## Document segment
--- START ---
Oh, and edited to add that my 12mo snacks a LOT – I’m tapering him down gradually and I am seeing a drop in his appetite just in the last few days, but for a while there he just ATE ALL THE THINGS. I chalked it up to growing and just tried to keep him happy. 🙂
Prior to a year, I think feeding on demand is absolutely okay … if, that is, it’s healthy. If a 10-month-old turns her wee button nose up at cooked carrot sticks or slices of pear, and refuses to ingest anything but crackers, well, she’s not really hungry, is she, and she can just wait for the next scheduled feeding time. From what I saw, your little eating machine is getting a nice variety of healthy food, so I’d say he knows what he needs.
Sounds logical to me. I have never been much on giving snacks. When I was doing baby led weaning I just fed Owl whenever I ate and the trend got set then. He is SO voracious however that lately we have taken to giving him snacks because he is so constantly hungry. Since he eats his meals well and is scrawny as hell, I think it works. But he eats snacks sitting down, not just constant grazing while playing the way I see some kids do.
Wow. I didn’t realise that snacking was so common over there. I have no idea whether it’s common now in the UK, to be honest; I don’t spend a lot of time with kids at the moment and the ones I do look after or teach are all foreign and here temporarily – Korean, Canadian, American etc. so presumably influenced by their parents’ home cultures.
--- END ---
## Directive A
Locate every line in the entries that contains the string "light" and copy each of those lines.

## Supplied records
--- START ---
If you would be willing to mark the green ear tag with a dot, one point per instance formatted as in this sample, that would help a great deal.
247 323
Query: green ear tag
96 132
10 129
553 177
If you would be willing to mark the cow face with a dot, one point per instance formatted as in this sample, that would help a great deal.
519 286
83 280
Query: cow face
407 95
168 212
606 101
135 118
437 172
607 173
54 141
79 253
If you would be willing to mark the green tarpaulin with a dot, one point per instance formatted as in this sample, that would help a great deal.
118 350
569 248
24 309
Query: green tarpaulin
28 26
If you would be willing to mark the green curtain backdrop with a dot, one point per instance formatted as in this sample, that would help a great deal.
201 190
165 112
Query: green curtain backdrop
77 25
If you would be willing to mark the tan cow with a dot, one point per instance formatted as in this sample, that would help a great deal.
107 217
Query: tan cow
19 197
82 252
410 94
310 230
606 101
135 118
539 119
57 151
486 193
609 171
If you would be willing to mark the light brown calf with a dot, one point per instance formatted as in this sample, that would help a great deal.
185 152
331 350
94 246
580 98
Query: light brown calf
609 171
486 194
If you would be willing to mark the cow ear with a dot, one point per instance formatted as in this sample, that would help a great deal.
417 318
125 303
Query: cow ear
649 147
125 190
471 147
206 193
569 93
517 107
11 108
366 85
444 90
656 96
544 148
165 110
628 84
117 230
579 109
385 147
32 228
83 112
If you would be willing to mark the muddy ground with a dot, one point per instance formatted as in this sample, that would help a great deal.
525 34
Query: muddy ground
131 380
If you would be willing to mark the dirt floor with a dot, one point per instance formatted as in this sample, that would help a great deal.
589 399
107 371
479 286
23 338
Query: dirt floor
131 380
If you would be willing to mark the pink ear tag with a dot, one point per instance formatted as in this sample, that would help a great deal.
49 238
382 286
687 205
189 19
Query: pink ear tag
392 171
--- END ---
--- START ---
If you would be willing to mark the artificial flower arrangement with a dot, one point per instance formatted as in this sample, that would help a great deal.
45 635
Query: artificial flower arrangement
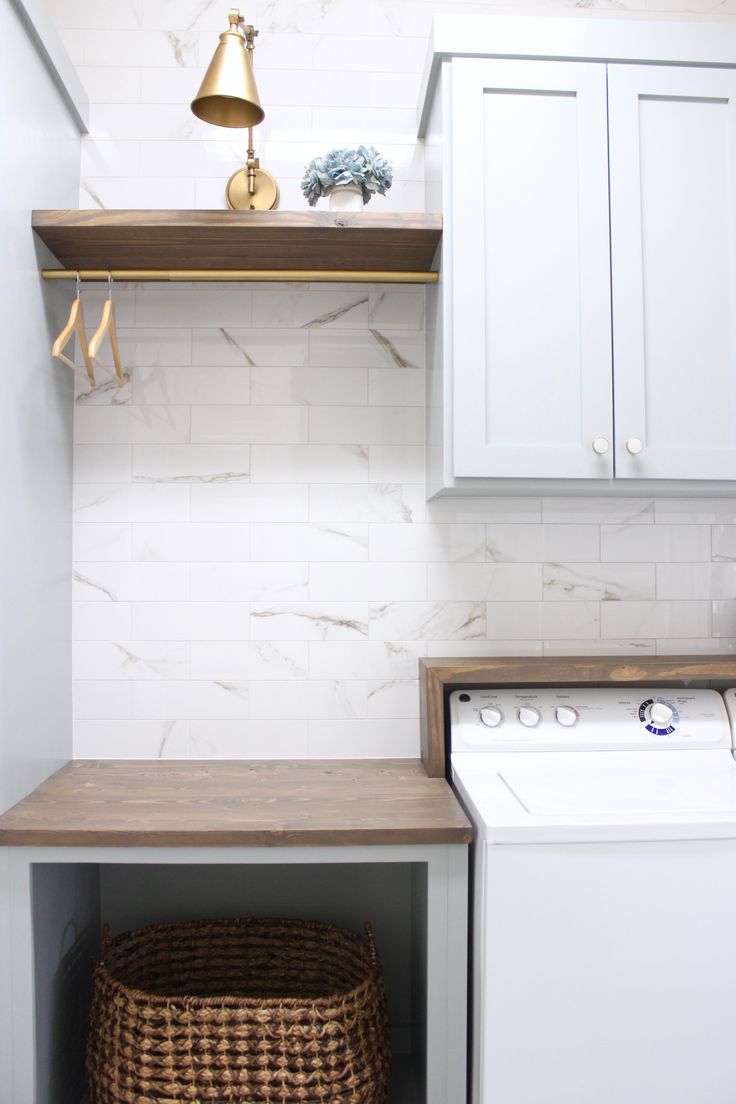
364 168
--- END ---
## Directive B
Which specific foods are named in the comments about toddler snacking?

## Written answer A
If you would be willing to mark the light brown calf with a dot, one point per instance formatted as in this sample, that would help a great deal.
Query: light brown calf

## Written answer B
Cooked carrot sticks, slices of pear, crackers